START Given passage

American supermarket chain owned by Northeast Grocery

Price Chopper Supermarkets is an American supermarket chain owned by Northeast Grocery, headquartered in Schenectady, New York. The chain opened its first supermarkets in New York's Capital District in 1932, and changed its name from Central Market to Price Chopper in 1973. It operates 128 stores in six states: Upstate New York, Vermont, Connecticut, Massachusetts, New Hampshire, and Pennsylvania. It operates stores under the Price Chopper, and Market 32 banners.

== History ==
=== 1920s to 1980s: Early years ===
In 1927, William Golub and his brother, Bernard, took over the wholesale grocery that their father, Lewis Golub, had opened in 1908 after emigrating from Russia. In 1932, Joseph E. Grosberg, together with Russian Jewish immigrants Bernard and William Golub, partners in the Grosberg-Golub Corporation, opened the partnership's first supermarket (initially called Public Service Market) in Green Island, New York, followed by stores in Cohoes, Watervliet and Schenectady. They gave all four stores the name Central Market.

END Given passage
START Information shown

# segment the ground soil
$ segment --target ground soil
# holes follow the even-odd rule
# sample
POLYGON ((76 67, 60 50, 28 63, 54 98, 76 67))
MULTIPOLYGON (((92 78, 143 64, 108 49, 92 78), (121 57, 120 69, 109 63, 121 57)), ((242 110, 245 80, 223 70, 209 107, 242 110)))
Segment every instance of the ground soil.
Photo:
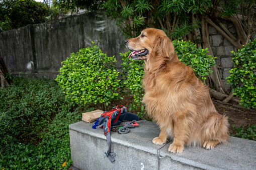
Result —
MULTIPOLYGON (((126 96, 123 100, 120 101, 120 104, 128 107, 129 104, 132 102, 133 100, 133 95, 126 96)), ((226 115, 228 118, 229 123, 229 131, 231 134, 235 136, 236 131, 232 127, 234 125, 236 127, 239 127, 241 126, 244 126, 247 125, 256 125, 256 109, 246 109, 237 108, 234 105, 238 105, 238 103, 230 102, 229 104, 218 104, 217 100, 213 99, 215 108, 219 113, 226 115)), ((132 110, 131 112, 137 113, 140 110, 132 110)), ((146 117, 148 119, 148 117, 146 117)))

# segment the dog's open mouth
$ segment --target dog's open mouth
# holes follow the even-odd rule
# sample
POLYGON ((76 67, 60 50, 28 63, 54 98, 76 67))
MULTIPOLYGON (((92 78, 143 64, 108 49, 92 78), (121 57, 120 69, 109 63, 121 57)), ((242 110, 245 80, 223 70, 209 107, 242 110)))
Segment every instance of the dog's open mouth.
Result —
MULTIPOLYGON (((131 50, 132 51, 132 50, 131 50)), ((128 59, 132 57, 132 59, 137 58, 138 57, 145 56, 148 53, 148 50, 146 49, 142 49, 139 51, 133 51, 128 56, 128 59)))

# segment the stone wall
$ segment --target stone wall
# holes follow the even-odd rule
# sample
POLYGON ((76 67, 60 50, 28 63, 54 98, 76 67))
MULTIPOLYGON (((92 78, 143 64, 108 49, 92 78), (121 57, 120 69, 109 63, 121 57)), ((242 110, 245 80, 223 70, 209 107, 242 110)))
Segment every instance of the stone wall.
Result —
MULTIPOLYGON (((237 37, 235 26, 232 23, 222 22, 223 25, 236 38, 237 37)), ((213 27, 209 25, 210 43, 215 57, 216 64, 219 67, 220 76, 224 83, 227 82, 225 78, 229 76, 229 71, 233 68, 232 63, 232 51, 237 51, 234 46, 220 35, 213 27)), ((230 90, 230 85, 225 84, 228 90, 230 90)))

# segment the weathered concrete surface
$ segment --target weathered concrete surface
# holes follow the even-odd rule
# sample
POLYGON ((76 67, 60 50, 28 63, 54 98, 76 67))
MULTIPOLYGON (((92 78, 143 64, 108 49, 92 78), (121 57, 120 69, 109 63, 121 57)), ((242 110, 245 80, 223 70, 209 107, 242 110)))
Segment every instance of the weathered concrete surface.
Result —
POLYGON ((113 21, 100 13, 70 16, 0 33, 0 54, 10 73, 55 79, 61 62, 81 48, 95 45, 108 56, 127 50, 113 21))
POLYGON ((151 142, 159 130, 154 122, 142 120, 127 134, 111 132, 112 151, 117 155, 111 163, 104 153, 108 149, 102 129, 93 123, 80 121, 69 125, 73 165, 79 169, 255 169, 256 142, 231 137, 226 145, 213 149, 185 148, 180 153, 167 151, 170 141, 162 145, 151 142))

END Information shown

**Task to complete:** Retype the part of the Price Chopper passage starting with "Price Chopper Supermarkets" and going on through "Market 32 banners.". Rely only on the Price Chopper passage for your answers.

**Written response:**
Price Chopper Supermarkets is an American supermarket chain owned by Northeast Grocery, headquartered in Schenectady, New York. The chain opened its first supermarkets in New York's Capital District in 1932, and changed its name from Central Market to Price Chopper in 1973. It operates 128 stores in six states: Upstate New York, Vermont, Connecticut, Massachusetts, New Hampshire, and Pennsylvania. It operates stores under the Price Chopper, and Market 32 banners.